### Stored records
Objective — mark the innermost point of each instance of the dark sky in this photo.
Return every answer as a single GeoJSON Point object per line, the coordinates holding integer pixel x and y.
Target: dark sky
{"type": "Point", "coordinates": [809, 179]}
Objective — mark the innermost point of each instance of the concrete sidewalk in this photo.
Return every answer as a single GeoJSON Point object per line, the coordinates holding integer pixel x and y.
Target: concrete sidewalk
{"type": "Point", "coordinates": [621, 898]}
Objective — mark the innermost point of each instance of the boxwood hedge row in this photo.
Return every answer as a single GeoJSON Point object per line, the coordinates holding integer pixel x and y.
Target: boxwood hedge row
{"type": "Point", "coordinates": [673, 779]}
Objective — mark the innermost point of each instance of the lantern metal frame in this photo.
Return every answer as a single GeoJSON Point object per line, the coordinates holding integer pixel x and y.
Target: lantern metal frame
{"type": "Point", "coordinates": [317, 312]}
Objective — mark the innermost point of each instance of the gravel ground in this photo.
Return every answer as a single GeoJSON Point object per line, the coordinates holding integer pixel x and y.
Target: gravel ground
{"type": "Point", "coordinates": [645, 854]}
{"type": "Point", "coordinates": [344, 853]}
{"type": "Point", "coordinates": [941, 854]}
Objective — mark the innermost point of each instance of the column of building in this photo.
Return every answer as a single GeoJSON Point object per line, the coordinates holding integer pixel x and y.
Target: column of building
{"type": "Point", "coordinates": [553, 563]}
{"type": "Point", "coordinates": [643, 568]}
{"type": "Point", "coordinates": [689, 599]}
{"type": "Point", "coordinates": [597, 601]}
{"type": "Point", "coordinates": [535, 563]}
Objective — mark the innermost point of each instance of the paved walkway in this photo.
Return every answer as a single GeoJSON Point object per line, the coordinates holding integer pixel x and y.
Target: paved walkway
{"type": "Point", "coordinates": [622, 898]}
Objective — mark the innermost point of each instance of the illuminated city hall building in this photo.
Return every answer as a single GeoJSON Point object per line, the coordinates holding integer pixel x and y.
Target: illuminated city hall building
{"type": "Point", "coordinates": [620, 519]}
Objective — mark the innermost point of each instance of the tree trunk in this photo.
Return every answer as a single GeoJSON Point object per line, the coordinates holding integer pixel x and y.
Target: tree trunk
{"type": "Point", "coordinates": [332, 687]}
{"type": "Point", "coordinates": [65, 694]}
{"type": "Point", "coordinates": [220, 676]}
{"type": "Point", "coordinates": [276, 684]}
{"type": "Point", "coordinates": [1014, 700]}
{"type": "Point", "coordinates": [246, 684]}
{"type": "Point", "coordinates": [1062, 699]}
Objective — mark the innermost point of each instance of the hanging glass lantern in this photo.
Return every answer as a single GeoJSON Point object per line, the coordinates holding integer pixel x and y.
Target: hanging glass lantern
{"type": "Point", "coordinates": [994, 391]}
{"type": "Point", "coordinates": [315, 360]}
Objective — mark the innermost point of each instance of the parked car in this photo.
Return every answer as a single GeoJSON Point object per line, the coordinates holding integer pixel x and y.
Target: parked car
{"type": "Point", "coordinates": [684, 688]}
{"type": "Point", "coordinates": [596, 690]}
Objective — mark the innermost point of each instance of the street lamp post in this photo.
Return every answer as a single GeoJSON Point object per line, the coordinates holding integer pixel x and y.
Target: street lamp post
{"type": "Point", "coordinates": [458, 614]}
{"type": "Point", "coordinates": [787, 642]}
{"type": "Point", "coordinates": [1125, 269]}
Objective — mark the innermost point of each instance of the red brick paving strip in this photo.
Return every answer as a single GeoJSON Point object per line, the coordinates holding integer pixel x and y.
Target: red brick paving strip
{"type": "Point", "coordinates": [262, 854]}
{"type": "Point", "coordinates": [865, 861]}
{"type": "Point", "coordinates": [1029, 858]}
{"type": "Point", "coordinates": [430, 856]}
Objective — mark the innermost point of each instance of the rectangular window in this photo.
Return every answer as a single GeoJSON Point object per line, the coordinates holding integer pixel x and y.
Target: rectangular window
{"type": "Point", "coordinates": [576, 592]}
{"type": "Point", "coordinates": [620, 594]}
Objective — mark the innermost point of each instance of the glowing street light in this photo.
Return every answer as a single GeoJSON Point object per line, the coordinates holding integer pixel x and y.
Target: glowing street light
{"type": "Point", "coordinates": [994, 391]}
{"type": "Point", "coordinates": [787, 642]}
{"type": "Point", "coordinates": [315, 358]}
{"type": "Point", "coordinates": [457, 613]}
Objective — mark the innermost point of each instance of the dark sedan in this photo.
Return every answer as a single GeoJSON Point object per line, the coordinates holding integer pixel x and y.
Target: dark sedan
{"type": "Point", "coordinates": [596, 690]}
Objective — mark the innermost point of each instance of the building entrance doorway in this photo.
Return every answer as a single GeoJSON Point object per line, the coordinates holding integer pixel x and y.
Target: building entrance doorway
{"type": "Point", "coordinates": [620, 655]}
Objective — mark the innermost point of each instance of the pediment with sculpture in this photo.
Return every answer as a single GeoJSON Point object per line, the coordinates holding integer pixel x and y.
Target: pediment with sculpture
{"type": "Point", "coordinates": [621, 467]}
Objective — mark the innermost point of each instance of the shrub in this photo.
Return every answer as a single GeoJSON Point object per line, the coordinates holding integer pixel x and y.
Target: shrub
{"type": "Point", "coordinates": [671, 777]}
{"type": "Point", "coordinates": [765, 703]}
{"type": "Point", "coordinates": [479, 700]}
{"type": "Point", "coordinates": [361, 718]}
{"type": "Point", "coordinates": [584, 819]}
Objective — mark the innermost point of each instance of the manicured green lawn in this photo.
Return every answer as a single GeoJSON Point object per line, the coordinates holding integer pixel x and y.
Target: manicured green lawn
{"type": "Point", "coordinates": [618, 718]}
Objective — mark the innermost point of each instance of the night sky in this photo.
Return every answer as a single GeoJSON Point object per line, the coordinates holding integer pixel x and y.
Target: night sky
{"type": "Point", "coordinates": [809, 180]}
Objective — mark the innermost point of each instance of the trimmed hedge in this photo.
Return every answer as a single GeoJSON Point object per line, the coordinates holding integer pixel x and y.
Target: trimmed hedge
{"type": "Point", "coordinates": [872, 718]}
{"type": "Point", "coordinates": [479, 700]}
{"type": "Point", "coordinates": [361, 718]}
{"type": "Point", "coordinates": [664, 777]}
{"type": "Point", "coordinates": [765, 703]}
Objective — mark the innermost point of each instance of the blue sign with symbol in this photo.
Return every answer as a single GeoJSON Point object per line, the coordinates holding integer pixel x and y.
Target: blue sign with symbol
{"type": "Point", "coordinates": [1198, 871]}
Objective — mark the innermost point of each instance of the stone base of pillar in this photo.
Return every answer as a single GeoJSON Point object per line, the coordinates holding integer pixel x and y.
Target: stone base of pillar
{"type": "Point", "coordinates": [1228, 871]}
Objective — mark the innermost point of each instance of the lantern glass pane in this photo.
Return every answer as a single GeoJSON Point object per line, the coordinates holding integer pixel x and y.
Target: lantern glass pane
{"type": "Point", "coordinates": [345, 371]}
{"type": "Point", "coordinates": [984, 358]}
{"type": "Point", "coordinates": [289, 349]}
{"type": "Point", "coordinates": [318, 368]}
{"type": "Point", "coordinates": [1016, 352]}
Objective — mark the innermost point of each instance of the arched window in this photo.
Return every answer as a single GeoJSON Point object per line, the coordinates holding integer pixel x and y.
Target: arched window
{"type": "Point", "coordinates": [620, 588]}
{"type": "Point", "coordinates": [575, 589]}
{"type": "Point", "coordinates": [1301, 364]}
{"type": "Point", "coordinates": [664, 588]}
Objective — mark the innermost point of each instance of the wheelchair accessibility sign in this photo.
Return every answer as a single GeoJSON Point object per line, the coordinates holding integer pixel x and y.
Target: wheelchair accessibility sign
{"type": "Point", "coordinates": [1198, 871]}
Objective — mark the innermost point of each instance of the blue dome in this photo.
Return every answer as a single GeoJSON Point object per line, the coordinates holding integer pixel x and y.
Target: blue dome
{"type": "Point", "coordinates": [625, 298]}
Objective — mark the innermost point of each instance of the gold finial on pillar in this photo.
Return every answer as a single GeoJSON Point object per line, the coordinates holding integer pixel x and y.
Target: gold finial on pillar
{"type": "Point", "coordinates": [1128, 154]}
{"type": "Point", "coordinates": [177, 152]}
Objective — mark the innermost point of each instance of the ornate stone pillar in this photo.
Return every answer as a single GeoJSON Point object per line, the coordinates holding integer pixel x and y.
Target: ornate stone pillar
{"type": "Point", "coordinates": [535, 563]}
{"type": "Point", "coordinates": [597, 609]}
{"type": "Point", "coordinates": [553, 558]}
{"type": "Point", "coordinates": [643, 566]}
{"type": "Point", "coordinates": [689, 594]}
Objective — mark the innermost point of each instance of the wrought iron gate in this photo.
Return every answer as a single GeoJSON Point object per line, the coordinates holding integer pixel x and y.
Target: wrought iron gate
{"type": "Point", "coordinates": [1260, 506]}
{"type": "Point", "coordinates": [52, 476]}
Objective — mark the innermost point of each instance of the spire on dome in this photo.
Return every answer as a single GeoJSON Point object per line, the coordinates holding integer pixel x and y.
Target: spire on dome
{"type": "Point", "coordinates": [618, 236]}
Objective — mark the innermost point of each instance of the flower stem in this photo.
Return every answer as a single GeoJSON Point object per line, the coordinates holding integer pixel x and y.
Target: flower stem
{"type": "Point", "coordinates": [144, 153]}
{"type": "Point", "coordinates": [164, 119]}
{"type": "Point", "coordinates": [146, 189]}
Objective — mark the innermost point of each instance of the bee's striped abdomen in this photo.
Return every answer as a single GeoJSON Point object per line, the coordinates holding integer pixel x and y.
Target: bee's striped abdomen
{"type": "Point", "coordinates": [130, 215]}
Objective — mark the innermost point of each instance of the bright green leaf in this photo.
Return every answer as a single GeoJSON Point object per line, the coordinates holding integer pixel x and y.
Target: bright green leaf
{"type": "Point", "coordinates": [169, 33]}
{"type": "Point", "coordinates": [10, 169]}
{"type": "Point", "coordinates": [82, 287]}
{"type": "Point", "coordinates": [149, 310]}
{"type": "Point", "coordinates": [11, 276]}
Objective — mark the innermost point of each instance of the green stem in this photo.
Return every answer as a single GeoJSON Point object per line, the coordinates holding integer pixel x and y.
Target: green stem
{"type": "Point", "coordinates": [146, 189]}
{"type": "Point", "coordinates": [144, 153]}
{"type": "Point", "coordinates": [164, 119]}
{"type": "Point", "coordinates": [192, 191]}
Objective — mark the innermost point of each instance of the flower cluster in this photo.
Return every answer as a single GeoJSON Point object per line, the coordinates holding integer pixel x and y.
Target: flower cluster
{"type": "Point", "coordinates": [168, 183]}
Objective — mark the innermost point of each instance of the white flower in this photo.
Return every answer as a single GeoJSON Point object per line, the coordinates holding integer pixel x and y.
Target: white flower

### ASSIGNMENT
Leave out every line above except those from the line with "frame in this photo." up to and including the line with "of building in this photo.", and copy those exactly.

### SOLUTION
Objective — mark the innermost point of each instance of the lantern metal frame in this photo.
Return every answer as a single GeoJSON Point object per line, the coordinates holding integer pixel x and y.
Target: lantern metal frame
{"type": "Point", "coordinates": [317, 312]}
Objective — mark the innermost point of each instance of the gravel ground in this photo.
Return every answer as a single GeoJSON Point object per line, the coordinates holding integer pixel x and y.
Target: gravel ground
{"type": "Point", "coordinates": [645, 854]}
{"type": "Point", "coordinates": [344, 853]}
{"type": "Point", "coordinates": [941, 854]}
Objective — mark the innermost point of each instance of the column of building in this photo.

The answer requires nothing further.